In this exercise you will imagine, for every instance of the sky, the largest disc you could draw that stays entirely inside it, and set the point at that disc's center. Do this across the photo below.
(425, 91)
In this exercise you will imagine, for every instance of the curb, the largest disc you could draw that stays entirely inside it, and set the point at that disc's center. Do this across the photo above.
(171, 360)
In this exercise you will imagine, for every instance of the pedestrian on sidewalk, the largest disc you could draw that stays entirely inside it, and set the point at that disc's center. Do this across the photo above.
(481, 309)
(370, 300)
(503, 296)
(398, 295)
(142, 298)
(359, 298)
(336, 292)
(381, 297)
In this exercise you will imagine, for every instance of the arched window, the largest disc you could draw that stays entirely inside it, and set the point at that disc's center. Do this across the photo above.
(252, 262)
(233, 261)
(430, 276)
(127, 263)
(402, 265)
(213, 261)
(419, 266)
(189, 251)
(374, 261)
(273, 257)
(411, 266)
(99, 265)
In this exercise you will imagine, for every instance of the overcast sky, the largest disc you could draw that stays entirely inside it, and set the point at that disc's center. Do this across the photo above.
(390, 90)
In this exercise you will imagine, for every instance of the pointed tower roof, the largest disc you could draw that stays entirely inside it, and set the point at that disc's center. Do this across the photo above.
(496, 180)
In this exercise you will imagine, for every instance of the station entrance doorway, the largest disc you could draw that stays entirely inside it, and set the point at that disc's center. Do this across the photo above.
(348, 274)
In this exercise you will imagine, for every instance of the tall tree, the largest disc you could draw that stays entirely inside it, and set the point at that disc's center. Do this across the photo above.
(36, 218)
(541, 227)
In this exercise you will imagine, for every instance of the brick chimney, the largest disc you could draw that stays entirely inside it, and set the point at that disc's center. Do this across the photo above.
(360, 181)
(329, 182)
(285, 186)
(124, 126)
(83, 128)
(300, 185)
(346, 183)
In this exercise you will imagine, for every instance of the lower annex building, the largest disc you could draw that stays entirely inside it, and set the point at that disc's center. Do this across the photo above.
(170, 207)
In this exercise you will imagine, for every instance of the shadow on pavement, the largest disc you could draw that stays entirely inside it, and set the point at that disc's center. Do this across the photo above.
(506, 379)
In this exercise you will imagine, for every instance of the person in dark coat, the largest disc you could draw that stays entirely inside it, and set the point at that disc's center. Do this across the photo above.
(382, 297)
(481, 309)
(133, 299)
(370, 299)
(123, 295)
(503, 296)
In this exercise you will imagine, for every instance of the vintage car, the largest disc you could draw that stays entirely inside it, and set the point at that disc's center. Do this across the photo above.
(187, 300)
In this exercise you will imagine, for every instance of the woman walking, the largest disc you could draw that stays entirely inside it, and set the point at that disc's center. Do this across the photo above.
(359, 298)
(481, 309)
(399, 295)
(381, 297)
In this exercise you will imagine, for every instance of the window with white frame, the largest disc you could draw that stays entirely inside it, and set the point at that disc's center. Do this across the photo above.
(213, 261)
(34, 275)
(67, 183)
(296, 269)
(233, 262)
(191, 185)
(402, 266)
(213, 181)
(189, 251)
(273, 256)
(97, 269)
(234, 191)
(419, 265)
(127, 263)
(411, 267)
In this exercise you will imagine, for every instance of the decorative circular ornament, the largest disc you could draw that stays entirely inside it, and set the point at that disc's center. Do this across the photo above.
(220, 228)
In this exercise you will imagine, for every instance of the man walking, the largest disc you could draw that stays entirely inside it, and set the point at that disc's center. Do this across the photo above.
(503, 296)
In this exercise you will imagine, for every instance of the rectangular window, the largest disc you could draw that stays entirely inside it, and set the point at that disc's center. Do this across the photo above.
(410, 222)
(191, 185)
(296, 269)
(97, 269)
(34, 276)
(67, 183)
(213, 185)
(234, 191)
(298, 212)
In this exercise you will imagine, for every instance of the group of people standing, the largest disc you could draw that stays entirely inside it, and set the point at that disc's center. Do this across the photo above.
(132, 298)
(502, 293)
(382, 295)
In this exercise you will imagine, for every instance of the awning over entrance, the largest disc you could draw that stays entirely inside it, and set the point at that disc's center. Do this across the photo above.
□ □ □
Aim of the exercise -
Transcribe every entry word for word.

Written reply -
In this exercise you will imagine, for every instance of the sky, the largest disc you could draw that stays entirely inside it, and set the point at that disc's center. Do this across the photo below.
(425, 91)
In this exercise you will imagine, for every instance of the curb, the largest disc you could draw that stays entirely inside it, and set the point at that disc's center. Do this across the photo above.
(171, 360)
In this exercise you will imagine, for every instance of the pedestrian on sidewalk, the largest disc you could draw that stays entirely inside it, and set the point at that disc's center. Do this across the photo above.
(481, 309)
(370, 300)
(503, 296)
(398, 295)
(142, 298)
(359, 298)
(336, 292)
(381, 297)
In this exercise you will imagine, for every instance of the arched window, the largest disc you could draw that stays entirely inside it, and set the point at that disc's center. Do this across the photo above.
(252, 262)
(233, 261)
(430, 276)
(127, 263)
(402, 265)
(213, 261)
(419, 266)
(189, 251)
(374, 261)
(273, 257)
(411, 266)
(99, 265)
In this exercise you will imagine, for every instance of the overcast sky, the largest disc you could draw that stays entirely inside it, and set the point at that disc's center. Do this across the photo above.
(390, 90)
In this exercise you will imagine, for every instance of the pointed tower roof, the largest disc you could draw that stays entirely inside it, and set the point at that disc's center. Do this across the photo above.
(496, 180)
In this exercise you will imagine, for every instance of the station entrance doorway, the largest disc you could draw that stays entirely inside it, and set the point at that disc's center. Do this across the photo above.
(348, 274)
In this exercise you will imagine, for every instance of the tall tree, the largest disc you could draw that stays entirely inside it, and set the point at that disc's center. Do this across the photo above.
(36, 218)
(541, 227)
In this exercise you will imagine, for every instance of the brick chimney, the largest disc you could draw that stays entirely inside it, and set the point at that disc's center. Do this across the photo above.
(360, 181)
(329, 182)
(285, 186)
(124, 126)
(83, 128)
(300, 185)
(346, 183)
In this exercise you will imagine, for every instance of the lower annex building, the largest disc you could draw that stays entirely inside it, and set the point at that disc's center. Do this across the photo above.
(170, 207)
In this exercise you will imagine, for every instance of the shadow on pavement, the largest disc you could draw that stays entirely inside it, and set the point at that disc's center. Do this across the photo above.
(506, 379)
In this exercise you will imagine, for every instance of the person in dark coat, the largest disc you could draw that stays entirely inside it, and set the point at that disc's center. Do this across the photo above.
(382, 297)
(481, 309)
(133, 299)
(370, 299)
(123, 295)
(503, 296)
In this exercise you will imagine, for every instance of the vintage car, the largest disc you could draw that stays entirely inside it, and set the point at that disc's center. Do this across the photo above.
(187, 300)
In this exercise you will imagine, for every instance of the woman walking, the largest disc you could draw that stays entirely inside it, and set the point at that disc's center. Do this across the photo above.
(359, 298)
(481, 309)
(399, 295)
(381, 297)
In this exercise you will imagine, for every instance of the window with white frame, the largest disc you could draw that stays entirely inside it, and set the point at that disc's center. Do this across the photo above.
(213, 261)
(34, 275)
(67, 183)
(296, 269)
(233, 262)
(191, 185)
(402, 266)
(213, 181)
(189, 251)
(273, 256)
(97, 269)
(234, 191)
(419, 265)
(127, 263)
(411, 267)
In this exercise you will imagine, for every instance of the decorative circular ornament, the largest disc you could draw that stays entirely inside it, and set the point at that disc's center. Do this across the photo above.
(220, 228)
In this exercise you will imagine, for every instance of the man walking, the largest disc you could draw that stays entirely inside it, and set the point at that disc's center. Do this across the photo above.
(503, 296)
In this exercise you will imagine, for every instance of the rectangular window, the largest disc you could draw that stays entirely inside it, and set the point at that disc's center. Do this across the photo above.
(410, 222)
(191, 185)
(296, 269)
(97, 269)
(34, 276)
(67, 183)
(213, 185)
(234, 191)
(298, 212)
In this exercise you will imagine, for every instance of the group of people standing, the largest disc you could draw that stays entirely inside it, and set the point at that disc's center. Do this across the photo above.
(132, 298)
(502, 293)
(382, 295)
In this exercise you will imagine, for every instance of the awning over entrance, the largest disc you could draw that stays entirely inside it, and set the point at that disc's center. Do this across the photo above.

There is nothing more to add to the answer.